Format each of the items below as a numbered list, leaving out any blank lines.

### Listed records
- - - - - - -

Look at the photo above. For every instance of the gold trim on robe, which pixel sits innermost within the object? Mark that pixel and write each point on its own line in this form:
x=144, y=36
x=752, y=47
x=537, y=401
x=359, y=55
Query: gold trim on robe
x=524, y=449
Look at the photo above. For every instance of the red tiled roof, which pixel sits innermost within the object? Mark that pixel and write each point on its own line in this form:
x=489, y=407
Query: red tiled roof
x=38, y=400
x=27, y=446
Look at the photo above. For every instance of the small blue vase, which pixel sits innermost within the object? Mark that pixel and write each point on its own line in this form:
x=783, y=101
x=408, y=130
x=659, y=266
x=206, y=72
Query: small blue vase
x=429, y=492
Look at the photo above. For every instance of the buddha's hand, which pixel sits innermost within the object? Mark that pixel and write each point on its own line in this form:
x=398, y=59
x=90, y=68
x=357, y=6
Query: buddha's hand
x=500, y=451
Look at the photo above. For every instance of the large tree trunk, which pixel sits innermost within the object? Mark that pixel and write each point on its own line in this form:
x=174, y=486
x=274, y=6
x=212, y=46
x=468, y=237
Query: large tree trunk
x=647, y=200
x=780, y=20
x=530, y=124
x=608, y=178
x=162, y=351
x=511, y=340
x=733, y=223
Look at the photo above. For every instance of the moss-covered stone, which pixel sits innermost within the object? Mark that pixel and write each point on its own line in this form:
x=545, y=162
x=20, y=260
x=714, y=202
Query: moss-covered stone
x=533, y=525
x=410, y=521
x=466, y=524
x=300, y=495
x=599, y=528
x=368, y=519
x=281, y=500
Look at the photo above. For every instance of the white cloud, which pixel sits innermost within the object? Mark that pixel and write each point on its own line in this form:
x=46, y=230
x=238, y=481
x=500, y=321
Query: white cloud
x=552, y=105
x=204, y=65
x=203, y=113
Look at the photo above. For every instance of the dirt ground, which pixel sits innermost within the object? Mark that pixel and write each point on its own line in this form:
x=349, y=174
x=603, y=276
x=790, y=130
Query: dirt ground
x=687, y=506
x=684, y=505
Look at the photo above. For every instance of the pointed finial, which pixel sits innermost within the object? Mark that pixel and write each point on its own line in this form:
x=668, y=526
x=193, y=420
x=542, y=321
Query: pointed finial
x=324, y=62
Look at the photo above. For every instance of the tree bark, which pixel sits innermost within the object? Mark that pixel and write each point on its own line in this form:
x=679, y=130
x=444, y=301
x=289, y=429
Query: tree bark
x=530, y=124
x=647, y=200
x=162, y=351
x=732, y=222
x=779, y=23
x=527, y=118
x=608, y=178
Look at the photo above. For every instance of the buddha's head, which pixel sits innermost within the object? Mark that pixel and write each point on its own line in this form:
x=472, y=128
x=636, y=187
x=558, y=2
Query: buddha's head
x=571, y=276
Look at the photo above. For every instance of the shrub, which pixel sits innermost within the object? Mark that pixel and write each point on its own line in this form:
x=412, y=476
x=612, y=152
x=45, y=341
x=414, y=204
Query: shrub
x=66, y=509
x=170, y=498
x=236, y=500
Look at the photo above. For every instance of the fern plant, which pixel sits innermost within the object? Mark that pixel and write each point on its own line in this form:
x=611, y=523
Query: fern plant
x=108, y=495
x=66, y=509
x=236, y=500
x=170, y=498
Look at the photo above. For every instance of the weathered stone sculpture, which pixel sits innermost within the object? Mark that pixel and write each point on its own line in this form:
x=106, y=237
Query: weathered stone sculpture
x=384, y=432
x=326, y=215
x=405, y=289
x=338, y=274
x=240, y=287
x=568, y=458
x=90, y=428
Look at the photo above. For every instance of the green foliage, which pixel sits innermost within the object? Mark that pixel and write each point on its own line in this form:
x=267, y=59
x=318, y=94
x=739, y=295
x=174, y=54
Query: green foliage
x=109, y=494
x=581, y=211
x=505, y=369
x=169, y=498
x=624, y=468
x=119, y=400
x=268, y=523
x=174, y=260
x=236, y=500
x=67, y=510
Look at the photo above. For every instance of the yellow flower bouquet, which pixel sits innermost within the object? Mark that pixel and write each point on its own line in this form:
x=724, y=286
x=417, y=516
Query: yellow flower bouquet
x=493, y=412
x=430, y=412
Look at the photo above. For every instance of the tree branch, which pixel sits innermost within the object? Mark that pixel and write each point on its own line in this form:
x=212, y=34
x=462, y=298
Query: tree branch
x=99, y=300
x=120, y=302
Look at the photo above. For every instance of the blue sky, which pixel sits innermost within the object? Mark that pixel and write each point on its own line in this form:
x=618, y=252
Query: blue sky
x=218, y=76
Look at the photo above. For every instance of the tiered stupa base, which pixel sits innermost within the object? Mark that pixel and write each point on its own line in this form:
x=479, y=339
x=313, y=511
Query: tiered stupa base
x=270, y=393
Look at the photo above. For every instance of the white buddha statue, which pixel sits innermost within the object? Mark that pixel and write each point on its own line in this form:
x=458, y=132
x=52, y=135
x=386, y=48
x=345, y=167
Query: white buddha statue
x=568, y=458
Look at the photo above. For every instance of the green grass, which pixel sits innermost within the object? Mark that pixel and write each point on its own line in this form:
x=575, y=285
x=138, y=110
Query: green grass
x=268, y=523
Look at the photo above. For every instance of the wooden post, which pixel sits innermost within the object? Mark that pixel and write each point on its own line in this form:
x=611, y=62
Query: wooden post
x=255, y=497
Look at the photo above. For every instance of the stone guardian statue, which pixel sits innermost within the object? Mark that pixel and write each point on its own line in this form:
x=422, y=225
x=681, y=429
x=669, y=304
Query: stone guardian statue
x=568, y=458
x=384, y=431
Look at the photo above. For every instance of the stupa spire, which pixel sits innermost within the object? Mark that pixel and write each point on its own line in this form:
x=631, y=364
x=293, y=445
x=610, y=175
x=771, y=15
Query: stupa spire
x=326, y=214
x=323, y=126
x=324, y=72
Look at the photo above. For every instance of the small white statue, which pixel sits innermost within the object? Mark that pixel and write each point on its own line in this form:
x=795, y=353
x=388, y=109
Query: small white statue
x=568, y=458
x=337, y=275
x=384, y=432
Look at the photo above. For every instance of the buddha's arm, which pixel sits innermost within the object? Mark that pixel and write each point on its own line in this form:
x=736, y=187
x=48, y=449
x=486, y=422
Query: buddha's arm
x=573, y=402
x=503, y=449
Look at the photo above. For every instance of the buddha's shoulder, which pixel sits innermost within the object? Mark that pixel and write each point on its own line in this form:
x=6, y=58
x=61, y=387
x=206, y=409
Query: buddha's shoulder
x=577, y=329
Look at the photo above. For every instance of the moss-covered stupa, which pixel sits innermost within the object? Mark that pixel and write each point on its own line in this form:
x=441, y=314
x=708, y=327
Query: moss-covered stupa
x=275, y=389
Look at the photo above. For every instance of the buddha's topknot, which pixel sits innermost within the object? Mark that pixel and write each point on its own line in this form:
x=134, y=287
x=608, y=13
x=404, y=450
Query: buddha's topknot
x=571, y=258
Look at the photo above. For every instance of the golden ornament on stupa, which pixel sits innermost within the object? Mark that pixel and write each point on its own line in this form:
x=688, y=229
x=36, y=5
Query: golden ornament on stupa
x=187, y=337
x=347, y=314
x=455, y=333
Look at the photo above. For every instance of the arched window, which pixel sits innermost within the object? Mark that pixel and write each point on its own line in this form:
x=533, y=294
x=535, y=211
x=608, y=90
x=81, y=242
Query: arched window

- - - - - - -

### Written solution
1. Look at the photo above. For every instance of the gold trim on robe, which pixel sits innermost within the object? Mark that pixel and write each point on its own line in this form:
2. x=144, y=36
3. x=752, y=47
4. x=537, y=401
5. x=359, y=55
6. Query: gold trim on robe
7. x=524, y=449
8. Look at the photo above. For every instance of the red tiled roof, which pixel sits innermost within the object? Mark that pixel and write each point on its own line in this form:
9. x=489, y=407
10. Query: red tiled roof
11. x=38, y=400
12. x=27, y=446
13. Look at the photo above. For every instance of the small blue vase, which pixel sits innermost within the object? Mark that pixel and write each point on its own line in this form:
14. x=783, y=101
15. x=408, y=130
16. x=659, y=266
17. x=206, y=72
18. Query: small blue vase
19. x=429, y=492
20. Look at the photo above. For every instance of the buddha's hand, which pixel sits innermost within the object? Mark that pixel and write each point on its own line in this form:
21. x=398, y=59
22. x=90, y=68
23. x=357, y=6
24. Query: buddha's hand
25. x=500, y=451
26. Look at the photo above. For every instance of the large tree trunk, which pixel sits innermost within the object? Mark that pixel and write each point on its own line in this form:
27. x=174, y=486
28. x=274, y=6
29. x=212, y=46
30. x=468, y=237
31. Query: large tree trunk
32. x=647, y=200
33. x=780, y=20
34. x=530, y=124
35. x=608, y=178
36. x=162, y=351
37. x=511, y=340
38. x=733, y=223
39. Look at the photo above. For every instance of the moss-covered stone, which pixel sits innermost within the object? Mark that pixel and write each point on its own line in this form:
40. x=545, y=162
41. x=20, y=260
42. x=714, y=202
43. Query: moss-covered stone
44. x=533, y=525
45. x=410, y=521
46. x=466, y=524
47. x=300, y=495
48. x=599, y=528
49. x=368, y=519
50. x=281, y=500
51. Look at the photo above. For every instance of the white cloud, which pixel sits innermost within the object? Mark that pixel and write each point on its own line in this form:
52. x=46, y=230
53. x=238, y=481
54. x=500, y=321
55. Query: white cloud
56. x=552, y=105
57. x=204, y=65
58. x=203, y=113
59. Look at the photo above. For every instance of the dirt ground, which pixel sits innermost within the object? Mark that pixel and write each point on its own line in this form:
60. x=349, y=174
61. x=603, y=276
62. x=790, y=130
63. Query: dirt ground
64. x=687, y=506
65. x=684, y=505
66. Look at the photo above. For every instance of the pointed finial, which pixel sits innermost within the object? Mark that pixel and write each point on its own line in this form:
67. x=668, y=526
68. x=193, y=420
69. x=542, y=321
70. Query: pointed finial
71. x=324, y=62
72. Look at the photo above. For every instance of the tree bark, which pixel sits innermost within the object? Mark that pixel and write each point on its own line in this form:
73. x=679, y=130
74. x=444, y=301
75. x=289, y=429
76. Query: tree bark
77. x=530, y=124
78. x=647, y=200
79. x=162, y=351
80. x=732, y=222
81. x=779, y=23
82. x=527, y=118
83. x=608, y=178
84. Look at the photo above. For every instance of the buddha's head, which pixel sits innermost within the object? Mark that pixel and write each point on its own line in this form:
85. x=472, y=128
86. x=636, y=187
87. x=558, y=2
88. Query: buddha's head
89. x=571, y=276
90. Look at the photo above. For every instance of the shrub, which pixel sits innermost within the object? Mark that pixel and write each point on its own line in this form:
91. x=412, y=476
92. x=612, y=152
93. x=45, y=341
94. x=414, y=204
95. Query: shrub
96. x=66, y=509
97. x=170, y=498
98. x=236, y=500
99. Look at the photo above. For every instance of the fern plant, which pixel sits innermost within the object? Mark that pixel and write each point on its own line in this form:
100. x=611, y=523
101. Query: fern plant
102. x=108, y=495
103. x=66, y=509
104. x=236, y=500
105. x=170, y=498
106. Look at the photo above. For every instance of the weathered stone sculpture, which pixel sits innermost within the object? Mark that pixel and write each point on its own line in this form:
107. x=106, y=237
108. Query: weathered stone sculpture
109. x=384, y=432
110. x=326, y=215
111. x=405, y=289
112. x=338, y=274
113. x=240, y=287
114. x=568, y=458
115. x=90, y=428
116. Look at the photo above. For every instance of the green foliage, which pixel sits innermost within the object? Mark that pixel and write each point on its own line in this form:
117. x=267, y=59
118. x=318, y=94
119. x=739, y=295
120. x=174, y=54
121. Query: green foliage
122. x=109, y=494
123. x=581, y=211
124. x=505, y=369
125. x=169, y=498
126. x=624, y=468
127. x=119, y=400
128. x=268, y=523
129. x=174, y=260
130. x=236, y=500
131. x=67, y=510
132. Look at the photo above. For every instance of the yellow flower bouquet, which pixel sits innermost within the object? Mark that pixel and write each point on its own line in this form:
133. x=724, y=286
134. x=417, y=516
135. Query: yellow flower bouquet
136. x=493, y=412
137. x=430, y=412
138. Look at the photo above. For every instance of the tree branch, which pixel sits innermost within the object? Mark that pixel and write each point on its own line in this form:
139. x=212, y=34
140. x=462, y=298
141. Query: tree branch
142. x=99, y=300
143. x=120, y=302
144. Look at the photo above. For every instance of the blue sky, which pixel sits innermost within the object? Mark that pixel and write each point on its own line in this form:
145. x=618, y=252
146. Query: blue sky
147. x=218, y=76
148. Look at the photo above. For every instance of the tiered stupa base, which pixel sits innermost within the object? Mark that pixel and write each point on its own line in this form:
149. x=479, y=339
150. x=313, y=511
151. Query: tiered stupa base
152. x=270, y=393
153. Look at the photo above. For every instance of the white buddha statue, which pixel sits innermost within the object? Mark that pixel and write each point on its own line in this form:
154. x=458, y=132
155. x=52, y=135
156. x=386, y=48
157. x=345, y=167
158. Query: white buddha statue
159. x=568, y=458
160. Look at the photo above. For every instance of the green grass, which pixel sits innermost within the object? Mark that pixel and write each point on its own line in this form:
161. x=575, y=285
162. x=138, y=110
163. Query: green grass
164. x=268, y=523
165. Look at the photo above. For every instance of the wooden post, which pixel sits innermost within the object? Mark that pixel and write each point on its own line in this form:
166. x=611, y=62
167. Query: wooden post
168. x=255, y=497
169. Look at the photo above. For every instance of the stone guardian statue, which pixel sits innermost within the object? Mark that pixel and write each point on its own line in this form:
170. x=422, y=225
171. x=681, y=429
172. x=669, y=304
173. Query: stone guardian statue
174. x=568, y=458
175. x=384, y=431
176. Look at the photo above. For every instance of the stupa spire, which pixel sits innermost within the object? Mark that pixel and write each point on its own line in this form:
177. x=631, y=364
178. x=293, y=445
179. x=610, y=175
180. x=771, y=15
181. Query: stupa spire
182. x=326, y=214
183. x=323, y=126
184. x=324, y=72
185. Look at the photo above. For every instance of the small white statue, which pixel sits innermost within the object? Mark that pixel and write each point on its own line in this form:
186. x=795, y=353
187. x=388, y=109
188. Query: small white statue
189. x=568, y=458
190. x=337, y=275
191. x=384, y=432
192. Look at the photo above. For every instance of the buddha's arm, which pixel sits innermost within the object? Mark that pixel and write each point on its own line in this form:
193. x=736, y=187
194. x=48, y=449
195. x=486, y=422
196. Query: buddha's arm
197. x=573, y=402
198. x=503, y=449
199. Look at the photo above. For every instance of the buddha's shoulder, which pixel sits innermost within the object? Mark that pixel and write each point on its own line in this form:
200. x=6, y=58
201. x=61, y=387
202. x=206, y=409
203. Query: buddha's shoulder
204. x=577, y=329
205. Look at the photo above. For every instance of the moss-covered stupa, which pixel sits innermost within the object? Mark that pixel and write each point on its own line in this form:
206. x=441, y=314
207. x=708, y=327
208. Query: moss-covered stupa
209. x=275, y=389
210. Look at the photo above. For every instance of the buddha's topknot, which pixel sits innermost within the object? Mark that pixel and write each point on its own line in this form:
211. x=134, y=287
212. x=608, y=13
213. x=404, y=450
214. Query: buddha's topknot
215. x=571, y=258
216. Look at the photo above. For every instance of the golden ornament on stupa, which pixel sits innermost within the object? Mark that pixel and write each point on its own line in this form:
217. x=688, y=229
218. x=36, y=5
219. Query: golden ornament on stupa
220. x=187, y=337
221. x=347, y=314
222. x=455, y=333
223. Look at the photo above. For every instance of the arched window, which pixel sits innermost within the object? Mark that pixel and write each point on its own line in this form:
224. x=533, y=294
225. x=535, y=211
226. x=608, y=90
227. x=81, y=242
228. Query: arched window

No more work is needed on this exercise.